**** Provided entries

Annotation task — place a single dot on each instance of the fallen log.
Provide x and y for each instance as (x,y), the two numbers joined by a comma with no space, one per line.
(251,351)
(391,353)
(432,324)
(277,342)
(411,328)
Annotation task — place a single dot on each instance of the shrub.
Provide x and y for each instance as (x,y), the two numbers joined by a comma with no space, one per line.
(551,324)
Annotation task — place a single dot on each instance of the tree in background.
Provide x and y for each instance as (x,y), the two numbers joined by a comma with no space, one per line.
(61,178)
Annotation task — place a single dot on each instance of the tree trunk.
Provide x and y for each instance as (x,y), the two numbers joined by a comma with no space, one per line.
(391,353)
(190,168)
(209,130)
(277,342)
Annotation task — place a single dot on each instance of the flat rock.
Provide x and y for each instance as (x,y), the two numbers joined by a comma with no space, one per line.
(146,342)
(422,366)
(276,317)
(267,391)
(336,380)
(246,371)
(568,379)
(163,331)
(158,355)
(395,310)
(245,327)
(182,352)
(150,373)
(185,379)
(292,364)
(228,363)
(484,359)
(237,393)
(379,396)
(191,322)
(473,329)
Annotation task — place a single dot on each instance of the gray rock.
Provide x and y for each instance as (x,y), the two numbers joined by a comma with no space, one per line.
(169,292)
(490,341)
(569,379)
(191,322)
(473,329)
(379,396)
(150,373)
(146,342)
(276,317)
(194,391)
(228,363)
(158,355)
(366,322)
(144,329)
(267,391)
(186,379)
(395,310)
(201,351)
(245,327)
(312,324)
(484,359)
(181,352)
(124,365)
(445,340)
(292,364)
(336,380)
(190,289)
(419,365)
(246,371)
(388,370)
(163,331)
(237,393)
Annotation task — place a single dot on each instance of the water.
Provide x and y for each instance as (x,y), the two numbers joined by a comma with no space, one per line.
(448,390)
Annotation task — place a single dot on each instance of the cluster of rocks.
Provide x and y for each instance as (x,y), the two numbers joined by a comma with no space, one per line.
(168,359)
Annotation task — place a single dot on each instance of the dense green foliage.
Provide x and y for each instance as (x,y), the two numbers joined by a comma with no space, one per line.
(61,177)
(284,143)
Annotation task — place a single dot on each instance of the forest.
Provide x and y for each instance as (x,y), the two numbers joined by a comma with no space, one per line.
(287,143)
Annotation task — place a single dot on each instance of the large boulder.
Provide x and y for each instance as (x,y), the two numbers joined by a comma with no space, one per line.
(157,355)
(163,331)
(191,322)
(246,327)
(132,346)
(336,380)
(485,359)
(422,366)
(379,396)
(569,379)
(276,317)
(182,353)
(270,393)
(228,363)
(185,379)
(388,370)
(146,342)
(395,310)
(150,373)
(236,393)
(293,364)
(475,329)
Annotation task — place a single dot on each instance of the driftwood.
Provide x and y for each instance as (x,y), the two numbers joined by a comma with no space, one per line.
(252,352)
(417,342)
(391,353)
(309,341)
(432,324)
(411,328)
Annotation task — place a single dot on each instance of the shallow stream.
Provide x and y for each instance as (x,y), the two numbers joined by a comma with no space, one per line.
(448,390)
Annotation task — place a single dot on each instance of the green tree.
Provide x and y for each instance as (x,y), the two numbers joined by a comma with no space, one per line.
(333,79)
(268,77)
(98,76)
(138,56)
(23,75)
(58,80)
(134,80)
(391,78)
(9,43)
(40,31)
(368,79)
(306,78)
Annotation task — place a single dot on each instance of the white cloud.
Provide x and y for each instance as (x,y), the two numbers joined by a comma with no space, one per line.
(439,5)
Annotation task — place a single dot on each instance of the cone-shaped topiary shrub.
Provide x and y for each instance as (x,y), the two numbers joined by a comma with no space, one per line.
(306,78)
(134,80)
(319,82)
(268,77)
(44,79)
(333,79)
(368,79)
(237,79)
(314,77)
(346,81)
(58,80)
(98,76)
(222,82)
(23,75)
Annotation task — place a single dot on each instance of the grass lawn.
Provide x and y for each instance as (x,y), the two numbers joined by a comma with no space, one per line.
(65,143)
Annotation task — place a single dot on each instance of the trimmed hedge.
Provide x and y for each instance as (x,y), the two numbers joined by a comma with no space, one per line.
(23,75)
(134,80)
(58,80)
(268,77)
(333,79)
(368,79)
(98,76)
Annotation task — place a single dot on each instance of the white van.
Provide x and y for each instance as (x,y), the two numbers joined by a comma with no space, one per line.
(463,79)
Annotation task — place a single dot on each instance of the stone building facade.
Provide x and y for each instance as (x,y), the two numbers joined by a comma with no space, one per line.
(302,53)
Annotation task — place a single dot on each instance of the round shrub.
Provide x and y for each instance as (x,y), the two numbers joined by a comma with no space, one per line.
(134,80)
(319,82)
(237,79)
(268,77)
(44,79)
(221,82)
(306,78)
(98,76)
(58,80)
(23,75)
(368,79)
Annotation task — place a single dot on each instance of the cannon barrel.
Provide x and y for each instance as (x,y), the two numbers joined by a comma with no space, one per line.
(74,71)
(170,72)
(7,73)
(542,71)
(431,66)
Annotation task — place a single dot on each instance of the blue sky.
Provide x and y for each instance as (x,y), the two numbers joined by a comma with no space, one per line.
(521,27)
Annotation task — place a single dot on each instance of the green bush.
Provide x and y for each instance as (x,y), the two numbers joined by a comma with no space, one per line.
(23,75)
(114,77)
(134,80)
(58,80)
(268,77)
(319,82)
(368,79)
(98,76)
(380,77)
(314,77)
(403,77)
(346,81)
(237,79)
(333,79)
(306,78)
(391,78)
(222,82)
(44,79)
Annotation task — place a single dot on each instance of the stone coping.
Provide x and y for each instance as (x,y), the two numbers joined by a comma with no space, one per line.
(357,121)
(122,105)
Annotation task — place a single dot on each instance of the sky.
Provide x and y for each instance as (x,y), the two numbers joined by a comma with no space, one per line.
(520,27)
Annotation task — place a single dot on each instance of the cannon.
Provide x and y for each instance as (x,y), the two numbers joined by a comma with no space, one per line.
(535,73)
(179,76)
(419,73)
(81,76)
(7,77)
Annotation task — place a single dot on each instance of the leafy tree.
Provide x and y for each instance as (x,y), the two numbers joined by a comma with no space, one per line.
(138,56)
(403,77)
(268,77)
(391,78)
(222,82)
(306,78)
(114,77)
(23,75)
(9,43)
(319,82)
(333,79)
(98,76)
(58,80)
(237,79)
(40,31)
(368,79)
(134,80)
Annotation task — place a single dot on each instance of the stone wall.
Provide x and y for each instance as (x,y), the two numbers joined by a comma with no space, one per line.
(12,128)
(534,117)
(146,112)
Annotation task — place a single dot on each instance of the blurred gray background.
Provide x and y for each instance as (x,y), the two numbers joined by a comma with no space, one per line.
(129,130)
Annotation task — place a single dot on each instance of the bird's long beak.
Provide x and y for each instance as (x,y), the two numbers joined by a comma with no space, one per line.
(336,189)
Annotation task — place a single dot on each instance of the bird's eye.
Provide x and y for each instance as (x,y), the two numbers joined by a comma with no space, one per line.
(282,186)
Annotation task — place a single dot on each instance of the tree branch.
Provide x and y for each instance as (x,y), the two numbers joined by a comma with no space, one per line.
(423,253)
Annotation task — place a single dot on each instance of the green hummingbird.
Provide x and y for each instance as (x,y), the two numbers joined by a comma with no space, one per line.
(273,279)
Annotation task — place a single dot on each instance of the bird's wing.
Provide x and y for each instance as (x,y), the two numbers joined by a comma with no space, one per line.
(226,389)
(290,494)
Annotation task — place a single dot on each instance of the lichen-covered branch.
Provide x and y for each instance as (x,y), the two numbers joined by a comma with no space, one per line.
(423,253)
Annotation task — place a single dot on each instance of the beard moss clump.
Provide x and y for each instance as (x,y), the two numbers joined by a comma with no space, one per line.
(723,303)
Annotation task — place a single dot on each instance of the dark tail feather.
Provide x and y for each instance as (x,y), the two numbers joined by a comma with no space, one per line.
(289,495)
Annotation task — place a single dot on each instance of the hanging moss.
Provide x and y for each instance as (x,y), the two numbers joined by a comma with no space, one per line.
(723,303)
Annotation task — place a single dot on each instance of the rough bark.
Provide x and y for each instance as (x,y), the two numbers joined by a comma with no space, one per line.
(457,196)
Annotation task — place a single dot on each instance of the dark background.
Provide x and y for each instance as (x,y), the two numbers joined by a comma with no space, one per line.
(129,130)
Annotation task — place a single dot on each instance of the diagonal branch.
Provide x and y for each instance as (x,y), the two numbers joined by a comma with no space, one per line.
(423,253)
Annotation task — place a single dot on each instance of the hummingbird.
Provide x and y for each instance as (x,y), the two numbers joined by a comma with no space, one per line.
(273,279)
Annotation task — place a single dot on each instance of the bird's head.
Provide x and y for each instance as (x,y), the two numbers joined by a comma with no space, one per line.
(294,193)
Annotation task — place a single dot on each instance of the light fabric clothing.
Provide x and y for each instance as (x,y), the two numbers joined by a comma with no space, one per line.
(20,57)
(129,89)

********

Say how many lines in the records hold the string "shrub", and say nothing else.

# Exercise answer
3